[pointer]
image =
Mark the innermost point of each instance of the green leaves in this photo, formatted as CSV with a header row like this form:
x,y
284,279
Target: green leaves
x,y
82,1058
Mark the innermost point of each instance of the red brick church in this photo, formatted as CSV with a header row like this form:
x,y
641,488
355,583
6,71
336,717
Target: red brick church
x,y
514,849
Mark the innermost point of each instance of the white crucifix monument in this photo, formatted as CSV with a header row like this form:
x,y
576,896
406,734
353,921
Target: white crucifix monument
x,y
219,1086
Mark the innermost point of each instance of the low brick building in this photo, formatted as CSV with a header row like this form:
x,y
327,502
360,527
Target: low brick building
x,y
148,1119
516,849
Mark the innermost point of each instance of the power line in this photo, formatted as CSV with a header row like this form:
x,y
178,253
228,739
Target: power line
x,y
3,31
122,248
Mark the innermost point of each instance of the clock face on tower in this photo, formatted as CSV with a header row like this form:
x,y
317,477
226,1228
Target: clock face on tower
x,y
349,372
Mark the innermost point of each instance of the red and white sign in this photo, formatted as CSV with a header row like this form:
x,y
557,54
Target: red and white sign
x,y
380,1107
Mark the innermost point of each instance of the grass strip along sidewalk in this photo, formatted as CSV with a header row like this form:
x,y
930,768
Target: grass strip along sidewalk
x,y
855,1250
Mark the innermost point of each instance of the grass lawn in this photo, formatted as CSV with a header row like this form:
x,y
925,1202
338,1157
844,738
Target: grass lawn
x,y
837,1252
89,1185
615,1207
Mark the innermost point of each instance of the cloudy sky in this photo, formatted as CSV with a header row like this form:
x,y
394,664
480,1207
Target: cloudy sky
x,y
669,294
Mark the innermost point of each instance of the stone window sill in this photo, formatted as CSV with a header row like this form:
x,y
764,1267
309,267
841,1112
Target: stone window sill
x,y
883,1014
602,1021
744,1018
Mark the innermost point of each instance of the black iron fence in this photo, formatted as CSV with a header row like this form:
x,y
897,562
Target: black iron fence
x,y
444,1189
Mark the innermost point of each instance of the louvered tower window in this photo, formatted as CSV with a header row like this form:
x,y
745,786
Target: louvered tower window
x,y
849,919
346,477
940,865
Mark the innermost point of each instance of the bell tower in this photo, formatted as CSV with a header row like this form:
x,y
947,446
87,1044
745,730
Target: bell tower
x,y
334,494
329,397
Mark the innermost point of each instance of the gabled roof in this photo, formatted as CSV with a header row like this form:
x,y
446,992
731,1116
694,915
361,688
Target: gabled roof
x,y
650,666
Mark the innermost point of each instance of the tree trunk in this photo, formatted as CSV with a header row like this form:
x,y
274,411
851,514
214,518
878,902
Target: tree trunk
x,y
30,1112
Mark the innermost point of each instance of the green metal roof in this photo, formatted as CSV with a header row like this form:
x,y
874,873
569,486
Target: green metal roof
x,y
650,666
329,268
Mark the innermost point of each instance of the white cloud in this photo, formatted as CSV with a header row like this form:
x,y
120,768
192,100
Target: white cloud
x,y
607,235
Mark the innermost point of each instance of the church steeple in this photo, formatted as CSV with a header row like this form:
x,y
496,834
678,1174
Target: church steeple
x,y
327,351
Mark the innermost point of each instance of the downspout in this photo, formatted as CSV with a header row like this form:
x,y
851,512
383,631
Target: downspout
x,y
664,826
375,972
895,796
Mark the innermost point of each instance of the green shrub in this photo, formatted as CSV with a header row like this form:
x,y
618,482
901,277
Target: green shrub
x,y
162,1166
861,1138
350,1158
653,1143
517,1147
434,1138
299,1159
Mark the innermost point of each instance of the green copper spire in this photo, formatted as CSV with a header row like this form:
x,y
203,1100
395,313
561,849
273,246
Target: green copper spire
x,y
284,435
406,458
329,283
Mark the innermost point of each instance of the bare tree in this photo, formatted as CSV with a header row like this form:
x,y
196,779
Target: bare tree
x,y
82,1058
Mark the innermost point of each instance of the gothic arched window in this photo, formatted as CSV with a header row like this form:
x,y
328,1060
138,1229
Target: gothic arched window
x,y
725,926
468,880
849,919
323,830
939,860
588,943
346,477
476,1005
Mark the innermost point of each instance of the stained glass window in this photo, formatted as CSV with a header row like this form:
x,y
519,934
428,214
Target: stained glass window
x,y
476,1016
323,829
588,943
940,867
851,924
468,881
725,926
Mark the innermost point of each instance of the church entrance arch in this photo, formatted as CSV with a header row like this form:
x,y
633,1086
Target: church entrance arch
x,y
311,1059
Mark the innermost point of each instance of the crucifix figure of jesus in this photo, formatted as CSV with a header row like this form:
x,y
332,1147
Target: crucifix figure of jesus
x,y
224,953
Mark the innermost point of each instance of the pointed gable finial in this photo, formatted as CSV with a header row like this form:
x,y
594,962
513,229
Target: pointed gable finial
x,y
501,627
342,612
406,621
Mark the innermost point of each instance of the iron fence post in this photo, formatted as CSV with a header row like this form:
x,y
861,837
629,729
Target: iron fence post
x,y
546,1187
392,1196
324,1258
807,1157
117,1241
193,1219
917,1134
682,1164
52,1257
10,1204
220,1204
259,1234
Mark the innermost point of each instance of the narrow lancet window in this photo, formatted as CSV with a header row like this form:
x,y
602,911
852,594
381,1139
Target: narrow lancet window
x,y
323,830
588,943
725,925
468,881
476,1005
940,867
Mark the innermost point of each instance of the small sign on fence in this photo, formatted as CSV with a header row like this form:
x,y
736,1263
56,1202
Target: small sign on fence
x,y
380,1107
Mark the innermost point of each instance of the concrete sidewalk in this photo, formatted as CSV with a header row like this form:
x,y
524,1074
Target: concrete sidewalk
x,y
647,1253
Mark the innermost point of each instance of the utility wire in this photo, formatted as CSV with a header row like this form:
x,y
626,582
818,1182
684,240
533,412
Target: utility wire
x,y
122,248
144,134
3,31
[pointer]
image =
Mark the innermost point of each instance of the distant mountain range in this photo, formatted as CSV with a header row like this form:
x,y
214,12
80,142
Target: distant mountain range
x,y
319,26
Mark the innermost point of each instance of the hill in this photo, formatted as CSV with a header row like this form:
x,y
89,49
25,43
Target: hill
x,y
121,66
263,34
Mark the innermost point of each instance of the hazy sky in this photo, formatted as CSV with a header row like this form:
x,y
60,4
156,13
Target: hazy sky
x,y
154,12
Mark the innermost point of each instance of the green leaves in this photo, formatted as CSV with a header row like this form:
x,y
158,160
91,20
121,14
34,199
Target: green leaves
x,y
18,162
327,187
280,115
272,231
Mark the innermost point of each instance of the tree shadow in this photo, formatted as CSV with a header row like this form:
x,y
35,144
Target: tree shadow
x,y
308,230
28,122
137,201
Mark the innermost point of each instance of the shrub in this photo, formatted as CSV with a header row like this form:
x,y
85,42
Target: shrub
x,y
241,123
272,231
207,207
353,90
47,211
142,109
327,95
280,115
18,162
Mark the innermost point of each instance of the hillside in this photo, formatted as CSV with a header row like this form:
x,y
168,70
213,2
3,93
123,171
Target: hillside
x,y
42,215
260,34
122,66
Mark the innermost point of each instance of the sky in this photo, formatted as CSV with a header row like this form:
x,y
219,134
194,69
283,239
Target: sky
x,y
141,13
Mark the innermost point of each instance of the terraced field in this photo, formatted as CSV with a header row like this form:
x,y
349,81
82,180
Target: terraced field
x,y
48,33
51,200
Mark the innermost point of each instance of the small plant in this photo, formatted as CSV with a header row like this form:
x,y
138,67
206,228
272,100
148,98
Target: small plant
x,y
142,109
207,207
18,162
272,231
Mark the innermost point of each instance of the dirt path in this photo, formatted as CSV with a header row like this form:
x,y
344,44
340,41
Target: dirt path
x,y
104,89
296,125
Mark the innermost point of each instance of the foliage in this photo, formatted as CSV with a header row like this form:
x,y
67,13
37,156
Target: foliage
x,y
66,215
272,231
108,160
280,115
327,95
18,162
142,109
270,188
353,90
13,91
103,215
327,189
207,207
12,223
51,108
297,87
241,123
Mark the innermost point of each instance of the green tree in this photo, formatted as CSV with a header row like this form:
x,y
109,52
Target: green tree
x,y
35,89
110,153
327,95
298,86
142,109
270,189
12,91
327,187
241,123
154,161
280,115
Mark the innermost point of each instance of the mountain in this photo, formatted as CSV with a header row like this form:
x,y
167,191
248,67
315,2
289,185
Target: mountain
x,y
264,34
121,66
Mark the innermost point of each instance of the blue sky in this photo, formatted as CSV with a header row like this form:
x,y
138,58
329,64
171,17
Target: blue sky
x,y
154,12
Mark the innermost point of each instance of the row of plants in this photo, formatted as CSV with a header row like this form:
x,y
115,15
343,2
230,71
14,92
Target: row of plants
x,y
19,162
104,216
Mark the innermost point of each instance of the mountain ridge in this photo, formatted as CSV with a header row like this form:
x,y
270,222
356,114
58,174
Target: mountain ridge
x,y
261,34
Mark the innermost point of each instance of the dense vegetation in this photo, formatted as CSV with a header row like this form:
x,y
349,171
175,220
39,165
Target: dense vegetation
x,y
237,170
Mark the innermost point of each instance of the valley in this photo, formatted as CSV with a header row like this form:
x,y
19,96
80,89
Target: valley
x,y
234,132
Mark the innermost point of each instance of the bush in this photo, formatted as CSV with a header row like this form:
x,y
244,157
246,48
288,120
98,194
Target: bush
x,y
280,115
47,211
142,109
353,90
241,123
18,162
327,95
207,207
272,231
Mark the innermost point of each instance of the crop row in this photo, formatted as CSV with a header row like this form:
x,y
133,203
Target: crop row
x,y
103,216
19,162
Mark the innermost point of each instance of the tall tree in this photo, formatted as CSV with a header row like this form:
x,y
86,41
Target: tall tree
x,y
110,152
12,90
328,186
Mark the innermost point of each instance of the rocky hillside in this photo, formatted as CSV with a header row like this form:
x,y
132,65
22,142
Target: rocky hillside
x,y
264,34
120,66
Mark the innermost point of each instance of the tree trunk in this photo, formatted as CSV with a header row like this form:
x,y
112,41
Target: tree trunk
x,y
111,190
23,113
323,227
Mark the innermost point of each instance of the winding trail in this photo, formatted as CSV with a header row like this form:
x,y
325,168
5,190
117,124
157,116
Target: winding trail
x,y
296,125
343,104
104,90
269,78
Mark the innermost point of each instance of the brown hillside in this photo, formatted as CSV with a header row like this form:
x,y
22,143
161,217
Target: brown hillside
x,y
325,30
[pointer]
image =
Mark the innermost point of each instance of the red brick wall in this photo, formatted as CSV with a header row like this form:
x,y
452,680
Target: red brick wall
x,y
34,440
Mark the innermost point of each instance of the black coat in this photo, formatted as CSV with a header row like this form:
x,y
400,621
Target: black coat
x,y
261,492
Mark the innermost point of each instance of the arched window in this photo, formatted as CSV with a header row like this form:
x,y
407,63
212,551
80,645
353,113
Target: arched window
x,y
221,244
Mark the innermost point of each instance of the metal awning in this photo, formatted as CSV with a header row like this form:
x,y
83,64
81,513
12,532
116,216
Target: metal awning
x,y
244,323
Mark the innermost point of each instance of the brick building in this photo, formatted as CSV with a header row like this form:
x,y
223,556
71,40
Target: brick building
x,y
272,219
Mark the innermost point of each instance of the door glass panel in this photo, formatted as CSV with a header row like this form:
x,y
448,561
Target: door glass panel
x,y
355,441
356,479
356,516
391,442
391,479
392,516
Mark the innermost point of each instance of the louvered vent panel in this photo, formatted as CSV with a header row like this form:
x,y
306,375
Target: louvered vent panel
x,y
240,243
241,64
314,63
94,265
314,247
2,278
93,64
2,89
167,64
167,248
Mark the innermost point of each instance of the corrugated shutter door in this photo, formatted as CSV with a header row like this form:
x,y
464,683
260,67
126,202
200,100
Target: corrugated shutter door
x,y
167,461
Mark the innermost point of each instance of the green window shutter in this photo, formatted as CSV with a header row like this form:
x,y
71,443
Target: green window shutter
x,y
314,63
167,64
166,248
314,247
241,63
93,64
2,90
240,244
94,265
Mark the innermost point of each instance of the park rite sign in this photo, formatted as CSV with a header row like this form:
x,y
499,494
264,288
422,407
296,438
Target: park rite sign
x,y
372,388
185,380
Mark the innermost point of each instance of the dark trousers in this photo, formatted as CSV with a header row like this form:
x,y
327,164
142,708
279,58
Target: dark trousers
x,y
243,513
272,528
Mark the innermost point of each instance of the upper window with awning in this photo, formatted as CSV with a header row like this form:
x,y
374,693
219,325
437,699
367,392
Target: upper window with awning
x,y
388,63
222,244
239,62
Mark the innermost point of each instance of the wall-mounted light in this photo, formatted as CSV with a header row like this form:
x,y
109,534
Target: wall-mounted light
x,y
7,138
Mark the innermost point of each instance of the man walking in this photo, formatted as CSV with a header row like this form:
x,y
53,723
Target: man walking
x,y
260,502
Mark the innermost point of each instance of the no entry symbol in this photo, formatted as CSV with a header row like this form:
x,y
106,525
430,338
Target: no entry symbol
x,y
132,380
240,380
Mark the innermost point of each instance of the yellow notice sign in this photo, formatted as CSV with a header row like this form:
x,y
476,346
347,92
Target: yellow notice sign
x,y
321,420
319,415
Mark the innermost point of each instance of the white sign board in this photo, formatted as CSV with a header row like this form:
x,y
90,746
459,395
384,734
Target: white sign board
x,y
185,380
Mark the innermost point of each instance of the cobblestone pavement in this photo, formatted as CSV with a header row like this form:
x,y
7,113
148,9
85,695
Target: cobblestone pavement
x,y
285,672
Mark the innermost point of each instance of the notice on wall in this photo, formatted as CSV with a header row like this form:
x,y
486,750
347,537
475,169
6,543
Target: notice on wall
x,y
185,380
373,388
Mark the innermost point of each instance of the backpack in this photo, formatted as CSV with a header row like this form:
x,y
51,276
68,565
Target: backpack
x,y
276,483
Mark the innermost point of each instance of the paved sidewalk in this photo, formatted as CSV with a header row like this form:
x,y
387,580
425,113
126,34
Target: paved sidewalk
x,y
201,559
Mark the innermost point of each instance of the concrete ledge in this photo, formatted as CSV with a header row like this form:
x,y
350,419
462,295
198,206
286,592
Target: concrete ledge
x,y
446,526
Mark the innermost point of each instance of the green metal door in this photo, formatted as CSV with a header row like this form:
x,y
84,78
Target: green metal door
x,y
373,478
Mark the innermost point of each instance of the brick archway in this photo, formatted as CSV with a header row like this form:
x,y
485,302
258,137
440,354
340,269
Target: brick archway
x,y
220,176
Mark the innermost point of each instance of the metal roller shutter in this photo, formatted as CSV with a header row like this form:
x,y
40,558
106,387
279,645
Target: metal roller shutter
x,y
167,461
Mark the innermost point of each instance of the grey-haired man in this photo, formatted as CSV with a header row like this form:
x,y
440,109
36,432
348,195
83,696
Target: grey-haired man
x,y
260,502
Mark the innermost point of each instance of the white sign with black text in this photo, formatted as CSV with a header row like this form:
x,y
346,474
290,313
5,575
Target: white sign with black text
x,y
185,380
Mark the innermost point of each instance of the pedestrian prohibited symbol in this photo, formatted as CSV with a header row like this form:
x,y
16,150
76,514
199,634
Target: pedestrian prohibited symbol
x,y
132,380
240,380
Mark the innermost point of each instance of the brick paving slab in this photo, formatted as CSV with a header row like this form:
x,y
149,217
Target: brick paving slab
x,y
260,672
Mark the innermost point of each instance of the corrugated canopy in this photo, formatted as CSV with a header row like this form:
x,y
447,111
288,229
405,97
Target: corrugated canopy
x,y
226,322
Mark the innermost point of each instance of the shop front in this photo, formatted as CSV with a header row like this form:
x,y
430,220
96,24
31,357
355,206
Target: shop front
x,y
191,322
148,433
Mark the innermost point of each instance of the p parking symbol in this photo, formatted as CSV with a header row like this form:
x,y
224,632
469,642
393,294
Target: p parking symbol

**Problem details:** Out of the records, collect only those lines that contain the string "parking".

**Task result:**
Mark the innermost point of each instance of the p parking symbol in this photo, formatted as CSV with a header row like this form:
Target: p parking symbol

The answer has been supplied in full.